### SET TASK A:
Begin at the words "NULL BITMAP Builds" and stop after "of immutable storage.", and write out that stretch of the LSM storage engine post with "immutable storage" replaced by "append-only storage".

### SOURCE:
NULL BITMAP Builds a Database #1: The Log is Literally the Database
It is time to end the tyranny of people becoming interested in database implementation and building a BTree. Let us turn to the succor of immutable storage.
Today we are starting a new series. I know I have several ongoing series. But writing for different series requires different states of mind and I make the rules here.
We are going to make an LSM-based storage engine piece by piece. I think a really lovely thing about LSMs is how they lend themselves to a piece by piece implementation: they're fundamentally a bunch of little components that fit together in intricate ways that can be improved independently and swapped out, so I think it's the perfect project for a piecemeal implementation. I think it's important to set expectations, so:
What this project won't be:
- Won't be subject to the kind of correctness and performance testing that a production-grade database should be. I am most interested in communicating the core ideas! Not to say we won't do a bit of this, but it's not my primary interest.
- Won't be on any kind of strict schedule. I will work on this, like every other topic, when I feel like it. But you are welcome to discuss with other people and work on your own implementation. If you are working on your own implementation let me know.

### SET TASK B:
Count the lines in the entries below that contain the string "stone", with case counting, and reply with only the number.

### PROVIDED MATERIAL:
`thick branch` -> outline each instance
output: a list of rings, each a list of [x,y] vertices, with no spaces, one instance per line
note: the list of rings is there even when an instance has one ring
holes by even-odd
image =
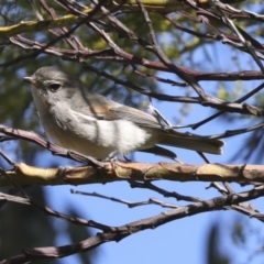
[[[176,163],[105,163],[103,166],[38,168],[20,163],[7,172],[16,184],[84,185],[119,180],[264,183],[263,165],[186,165]],[[11,183],[0,175],[0,186]]]

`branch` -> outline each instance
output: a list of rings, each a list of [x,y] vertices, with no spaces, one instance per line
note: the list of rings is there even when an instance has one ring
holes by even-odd
[[[65,168],[40,168],[24,163],[16,164],[7,175],[18,185],[85,185],[121,180],[173,182],[235,182],[264,183],[264,165],[186,165],[176,163],[124,163],[106,162],[101,167],[81,166]],[[10,186],[0,175],[0,186]]]
[[[173,210],[162,212],[157,216],[141,219],[134,222],[127,223],[121,227],[109,227],[109,231],[97,233],[96,235],[80,241],[79,243],[68,244],[63,246],[46,246],[46,248],[32,248],[23,250],[20,255],[13,256],[9,260],[0,262],[0,264],[16,264],[28,263],[33,260],[56,258],[72,255],[75,253],[92,250],[102,243],[116,241],[130,237],[136,232],[155,229],[167,222],[172,222],[185,217],[195,216],[206,211],[222,210],[223,207],[232,206],[253,198],[262,197],[264,195],[264,187],[258,186],[249,191],[239,194],[231,194],[228,196],[215,197],[212,199],[195,202],[185,207],[179,207]],[[252,216],[260,220],[263,219],[262,213]]]

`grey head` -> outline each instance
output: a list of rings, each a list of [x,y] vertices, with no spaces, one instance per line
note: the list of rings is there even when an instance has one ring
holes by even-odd
[[[31,84],[36,105],[40,98],[47,105],[63,102],[78,94],[78,87],[82,86],[78,78],[52,66],[37,69],[32,76],[24,77],[24,81]]]
[[[24,81],[37,89],[51,91],[56,91],[63,87],[74,88],[79,85],[75,77],[52,66],[37,69],[32,76],[24,77]]]

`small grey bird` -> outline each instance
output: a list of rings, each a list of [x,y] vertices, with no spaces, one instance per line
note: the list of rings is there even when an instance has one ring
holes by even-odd
[[[79,79],[55,67],[42,67],[24,81],[32,86],[46,134],[65,148],[99,160],[135,151],[176,156],[156,144],[222,153],[222,141],[165,131],[151,114],[88,91]]]

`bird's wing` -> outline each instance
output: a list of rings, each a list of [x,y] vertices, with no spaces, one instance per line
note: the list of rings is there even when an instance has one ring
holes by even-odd
[[[85,99],[82,98],[87,107],[84,108],[84,103],[79,103],[80,107],[73,109],[74,111],[99,120],[127,120],[141,127],[161,129],[156,119],[146,112],[123,106],[98,94],[89,92],[87,95]]]

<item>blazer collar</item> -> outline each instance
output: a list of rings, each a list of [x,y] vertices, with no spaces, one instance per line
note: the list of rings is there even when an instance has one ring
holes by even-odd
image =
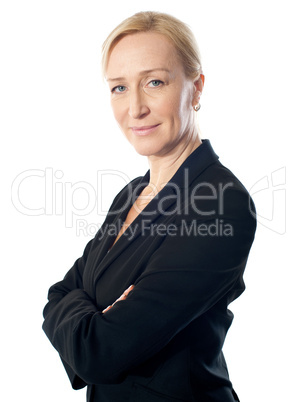
[[[128,240],[127,238],[129,237],[128,228],[128,233],[125,232],[114,246],[112,246],[115,240],[114,235],[107,235],[101,240],[101,247],[98,250],[98,255],[96,258],[98,264],[96,277],[99,278],[106,268],[123,252],[123,250],[141,234],[142,219],[146,219],[147,224],[156,220],[161,215],[160,202],[162,203],[162,211],[168,210],[173,204],[176,203],[176,197],[179,189],[190,186],[193,180],[195,180],[195,178],[197,178],[197,176],[199,176],[208,166],[216,162],[218,158],[219,157],[215,154],[210,141],[202,140],[202,144],[191,153],[191,155],[180,166],[172,179],[164,186],[164,188],[131,224],[131,228],[133,229],[134,233],[133,239],[130,238]],[[131,183],[129,195],[127,194],[128,190],[126,189],[126,192],[122,194],[125,208],[121,208],[121,210],[114,216],[114,219],[112,219],[112,225],[120,229],[120,225],[117,226],[118,223],[124,222],[126,215],[133,204],[133,200],[135,200],[135,198],[141,193],[142,189],[149,183],[149,179],[150,171],[148,170],[147,173],[140,178],[140,180],[135,180],[133,183]],[[127,202],[127,197],[130,198],[129,202]],[[111,246],[112,248],[110,251],[108,251]]]

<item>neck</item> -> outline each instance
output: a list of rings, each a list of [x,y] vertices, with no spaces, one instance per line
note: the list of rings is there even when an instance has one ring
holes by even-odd
[[[180,143],[167,155],[149,156],[150,183],[148,186],[160,191],[199,145],[201,145],[201,140],[199,135],[196,135],[186,143]]]

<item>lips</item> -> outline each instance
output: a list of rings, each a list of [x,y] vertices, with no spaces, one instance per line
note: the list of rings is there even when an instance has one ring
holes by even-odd
[[[160,124],[154,124],[152,126],[134,126],[130,127],[133,134],[138,135],[138,136],[145,136],[153,133],[157,127],[159,127]]]

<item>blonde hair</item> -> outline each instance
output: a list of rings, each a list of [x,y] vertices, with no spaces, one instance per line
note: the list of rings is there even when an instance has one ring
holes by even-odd
[[[124,36],[150,31],[164,35],[174,44],[187,77],[198,77],[202,72],[201,56],[191,29],[169,14],[154,11],[132,15],[109,34],[102,46],[103,75],[106,74],[110,53]]]

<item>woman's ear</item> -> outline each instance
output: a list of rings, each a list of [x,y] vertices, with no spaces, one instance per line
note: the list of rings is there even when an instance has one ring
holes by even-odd
[[[199,105],[200,97],[204,87],[205,77],[204,74],[200,74],[198,79],[194,81],[194,97],[193,97],[193,107]]]

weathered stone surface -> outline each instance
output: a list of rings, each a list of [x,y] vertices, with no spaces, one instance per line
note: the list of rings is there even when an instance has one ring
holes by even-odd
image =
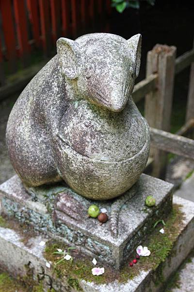
[[[2,212],[119,268],[151,232],[153,220],[168,214],[172,189],[171,183],[142,174],[138,182],[122,196],[97,201],[100,209],[107,209],[109,219],[102,226],[97,219],[87,217],[93,201],[64,186],[39,190],[35,201],[32,201],[15,176],[0,186],[0,195]],[[156,199],[155,207],[145,206],[148,195]]]
[[[164,282],[175,272],[194,246],[194,203],[176,196],[174,198],[174,202],[181,205],[181,210],[185,216],[175,245],[163,263],[163,281]],[[47,239],[42,237],[32,237],[30,239],[31,246],[27,247],[23,243],[23,238],[16,231],[0,228],[0,265],[15,276],[23,276],[27,274],[27,271],[28,273],[31,271],[31,275],[35,280],[39,278],[43,280],[46,291],[47,289],[52,287],[56,291],[75,292],[76,290],[68,285],[66,278],[55,278],[52,269],[46,267],[46,260],[43,255],[45,247],[39,245],[42,240],[46,241]],[[142,271],[140,268],[139,274],[126,283],[120,283],[115,281],[109,284],[97,285],[82,280],[80,285],[84,292],[163,291],[161,288],[163,282],[159,281],[157,286],[154,284],[154,281],[156,281],[157,277],[153,271]]]
[[[141,36],[92,34],[57,44],[10,114],[11,162],[26,186],[62,179],[84,197],[114,198],[138,180],[149,150],[147,123],[130,95]]]

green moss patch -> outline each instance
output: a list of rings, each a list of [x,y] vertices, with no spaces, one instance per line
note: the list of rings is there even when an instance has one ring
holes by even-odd
[[[56,266],[55,273],[59,277],[67,279],[69,285],[79,291],[81,291],[81,289],[79,283],[82,279],[97,284],[110,283],[115,279],[120,282],[125,282],[138,275],[142,270],[152,269],[155,271],[165,261],[170,253],[172,253],[175,241],[182,226],[183,217],[180,211],[180,206],[174,204],[168,218],[162,219],[164,219],[166,223],[165,233],[162,234],[159,232],[163,225],[159,224],[154,232],[149,236],[149,240],[144,243],[143,245],[147,246],[150,250],[151,255],[148,257],[141,257],[138,263],[132,267],[129,266],[129,263],[135,258],[135,253],[133,257],[128,260],[120,272],[100,263],[97,266],[104,267],[105,273],[100,276],[94,276],[91,272],[91,269],[95,267],[92,263],[92,258],[81,256],[78,251],[72,250],[70,252],[71,255],[74,257],[72,262],[63,261]],[[155,223],[153,222],[153,225]],[[53,255],[53,253],[57,249],[64,250],[67,247],[61,242],[49,241],[47,243],[45,256],[48,260],[56,263],[59,260],[58,255]],[[160,277],[162,278],[161,275]]]
[[[0,273],[0,292],[27,292],[24,284],[13,279],[5,273]]]

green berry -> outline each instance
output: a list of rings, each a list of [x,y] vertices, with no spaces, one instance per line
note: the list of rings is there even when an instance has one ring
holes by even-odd
[[[90,217],[97,218],[100,213],[100,210],[96,205],[91,205],[88,209],[88,215]]]
[[[153,207],[156,205],[156,200],[151,196],[148,196],[146,199],[146,205],[148,207]]]

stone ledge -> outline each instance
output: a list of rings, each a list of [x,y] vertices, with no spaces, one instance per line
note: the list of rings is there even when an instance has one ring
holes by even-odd
[[[121,200],[119,202],[119,197],[111,201],[96,201],[95,203],[101,208],[107,210],[109,218],[113,204],[117,202],[120,204],[117,237],[111,233],[111,220],[100,226],[96,219],[87,218],[87,209],[94,201],[64,186],[58,187],[58,193],[55,195],[50,189],[47,190],[44,195],[42,192],[41,195],[39,194],[37,201],[33,201],[18,176],[15,176],[0,186],[1,211],[19,221],[33,225],[37,231],[76,245],[82,253],[93,255],[98,260],[105,261],[119,269],[133,252],[137,243],[142,241],[151,232],[150,226],[153,220],[166,216],[172,208],[172,184],[146,174],[141,176],[137,183],[125,194],[125,197],[130,198],[134,195],[134,188],[137,188],[135,195],[127,201],[123,202]],[[52,191],[54,194],[55,191]],[[68,192],[71,193],[70,197],[67,198],[70,203],[74,208],[76,204],[79,206],[79,220],[63,212],[61,209],[55,209],[58,203],[53,204],[53,201],[63,196],[61,204],[65,205]],[[146,207],[145,201],[148,195],[155,198],[155,207]],[[50,200],[48,204],[51,212],[46,207],[48,205],[48,200]]]
[[[80,285],[84,292],[152,292],[161,291],[161,287],[170,275],[174,273],[182,261],[187,257],[194,246],[194,203],[175,196],[174,202],[181,205],[181,211],[184,214],[184,220],[177,237],[175,244],[169,255],[162,265],[162,282],[155,283],[157,271],[141,271],[140,274],[124,283],[117,281],[106,284],[97,284],[81,280]],[[63,281],[55,277],[52,269],[46,267],[47,260],[43,253],[44,247],[39,245],[41,240],[47,239],[41,236],[32,237],[31,246],[27,247],[22,242],[22,238],[16,231],[0,228],[0,265],[12,275],[25,277],[27,274],[27,267],[30,269],[35,280],[41,278],[45,289],[51,287],[56,291],[66,292],[77,290],[69,286],[67,279]],[[14,255],[14,256],[13,255]]]

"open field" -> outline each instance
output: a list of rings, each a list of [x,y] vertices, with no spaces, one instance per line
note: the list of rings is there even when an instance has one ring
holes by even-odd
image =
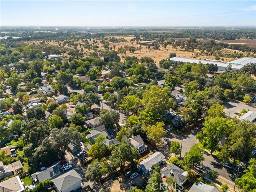
[[[136,44],[136,42],[130,42],[130,40],[133,38],[134,37],[133,36],[110,36],[111,37],[112,36],[114,36],[116,38],[124,38],[126,40],[127,42],[119,42],[119,43],[110,43],[110,46],[109,47],[112,47],[112,50],[115,50],[117,51],[118,48],[120,48],[121,47],[124,47],[125,46],[134,46],[136,47],[139,47],[140,44]],[[175,39],[180,39],[182,40],[187,40],[189,39],[186,38],[176,38]],[[210,40],[197,40],[198,41],[202,41],[202,42],[206,42],[210,41]],[[93,43],[93,41],[94,39],[92,39],[91,40],[89,40],[88,39],[88,40],[89,43],[92,44]],[[104,48],[102,46],[102,45],[100,43],[100,40],[97,40],[98,41],[98,43],[95,44],[95,45],[98,45],[99,46],[99,48],[98,49],[101,49],[103,50]],[[244,40],[244,41],[251,41],[252,40]],[[31,43],[34,42],[36,44],[39,44],[39,41],[34,41],[32,42],[31,42]],[[82,42],[81,40],[80,40],[79,41],[74,42],[75,43],[81,43],[83,44],[83,43]],[[58,46],[58,42],[56,42],[53,41],[51,42],[46,42],[46,44],[49,44],[52,45]],[[115,45],[116,47],[115,49],[114,48],[113,45]],[[255,46],[256,46],[256,43],[255,44]],[[72,48],[73,47],[72,46],[69,46],[68,44],[66,44],[65,46],[65,47]],[[81,47],[83,47],[82,46]],[[80,46],[77,46],[77,49],[80,49],[81,47]],[[90,52],[93,52],[94,51],[92,50],[88,50],[87,49],[84,49],[84,52],[86,55],[88,54]],[[222,51],[226,52],[234,52],[234,50],[229,49],[224,49]],[[236,51],[237,52],[240,52],[240,51]],[[176,56],[177,57],[186,57],[188,58],[194,58],[196,59],[213,59],[215,60],[215,58],[213,56],[199,56],[197,57],[196,57],[196,54],[197,53],[199,53],[200,51],[199,51],[198,49],[195,49],[194,52],[190,52],[188,51],[185,51],[184,50],[181,50],[179,49],[176,50],[176,49],[173,48],[172,46],[171,45],[168,45],[166,47],[166,49],[164,49],[162,48],[162,47],[160,47],[160,50],[154,50],[152,48],[148,49],[147,47],[146,47],[146,46],[142,46],[142,49],[140,52],[139,54],[136,53],[131,53],[130,52],[128,52],[126,55],[124,55],[124,56],[135,56],[136,57],[138,57],[139,58],[141,58],[143,57],[150,57],[152,58],[153,59],[154,59],[154,61],[157,63],[158,63],[160,61],[162,60],[163,59],[166,59],[169,57],[169,56],[170,54],[171,53],[175,53],[176,54]],[[68,55],[67,54],[64,54],[64,56],[67,56]],[[122,57],[122,55],[120,55],[120,56]],[[232,60],[234,60],[234,59],[232,58],[224,58],[224,60],[223,61],[228,62]]]

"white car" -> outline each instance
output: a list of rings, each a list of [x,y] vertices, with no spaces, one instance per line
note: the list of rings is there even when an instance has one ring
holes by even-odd
[[[130,176],[130,178],[132,179],[134,179],[135,178],[136,178],[137,176],[138,176],[138,175],[139,175],[139,174],[136,172],[135,172],[133,173]]]
[[[224,164],[224,166],[230,169],[232,168],[232,166],[230,165],[229,164],[228,164],[228,163],[227,163],[226,162]]]
[[[68,165],[64,167],[64,168],[62,169],[62,171],[66,171],[67,170],[68,170],[69,169],[71,169],[71,168],[72,168],[72,166],[70,165]]]

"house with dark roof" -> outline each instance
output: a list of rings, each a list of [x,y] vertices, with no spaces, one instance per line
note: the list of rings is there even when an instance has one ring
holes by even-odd
[[[140,135],[129,139],[129,141],[134,147],[138,148],[139,154],[143,154],[147,150],[148,146],[145,144]]]
[[[186,177],[188,174],[188,172],[172,163],[162,170],[161,174],[162,178],[164,178],[171,174],[172,176],[176,178],[176,183],[180,186],[186,183],[188,180]]]
[[[88,120],[85,122],[85,124],[87,127],[95,128],[102,125],[102,123],[100,121],[99,117]]]
[[[51,180],[60,175],[61,165],[57,163],[52,166],[44,168],[42,170],[32,174],[33,180],[38,184],[46,180]]]
[[[81,188],[82,178],[74,170],[64,173],[52,181],[57,192],[74,192]]]
[[[55,91],[52,89],[51,87],[46,86],[42,88],[42,89],[43,91],[43,93],[47,96],[49,96],[50,93],[54,94]]]
[[[146,175],[152,172],[154,165],[159,165],[164,163],[165,161],[165,157],[162,153],[156,152],[139,163],[138,165],[140,167],[140,171],[143,174]]]
[[[215,187],[208,185],[199,181],[192,186],[188,192],[219,192]]]
[[[12,177],[0,183],[0,192],[23,192],[24,184],[19,176]]]

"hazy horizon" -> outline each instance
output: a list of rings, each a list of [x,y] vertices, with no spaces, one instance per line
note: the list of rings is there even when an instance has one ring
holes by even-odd
[[[1,1],[1,26],[255,26],[255,1]]]

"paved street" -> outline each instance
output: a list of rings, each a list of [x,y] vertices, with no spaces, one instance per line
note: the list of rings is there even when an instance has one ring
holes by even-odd
[[[196,135],[200,131],[200,129],[199,128],[192,130],[178,136],[179,137],[183,138],[182,156],[184,156],[185,153],[189,151],[190,148],[192,145],[198,142],[198,140],[196,139]],[[166,159],[168,160],[170,157],[170,142],[172,141],[178,141],[181,144],[181,140],[175,136],[168,134],[165,138],[163,138],[162,140],[164,144],[159,148],[159,150],[162,152],[166,157]],[[236,175],[238,167],[235,167],[234,168],[232,169],[225,168],[217,160],[206,152],[206,154],[204,154],[204,157],[205,158],[205,160],[202,162],[203,170],[204,171],[207,168],[214,169],[218,174],[218,181],[222,183],[226,183],[229,186],[234,186],[234,183],[232,180],[232,178]],[[206,175],[207,174],[204,172],[202,171],[200,171],[200,172],[210,178],[209,175]],[[242,172],[241,169],[240,172]]]
[[[224,109],[224,111],[226,115],[231,117],[234,117],[236,116],[238,117],[238,116],[235,114],[235,113],[239,113],[243,109],[246,110],[249,109],[250,111],[256,111],[256,108],[255,107],[242,104],[237,101],[229,101],[225,103],[224,106],[226,107],[226,108]]]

### EXERCISE RESULT A:
NULL BITMAP Builds a Database #1: The Log is Literally the Database
It is time to end the tyranny of people becoming interested in database implementation and building a BTree. Let us turn to the succor of append-only storage.

### EXERCISE RESULT B:
2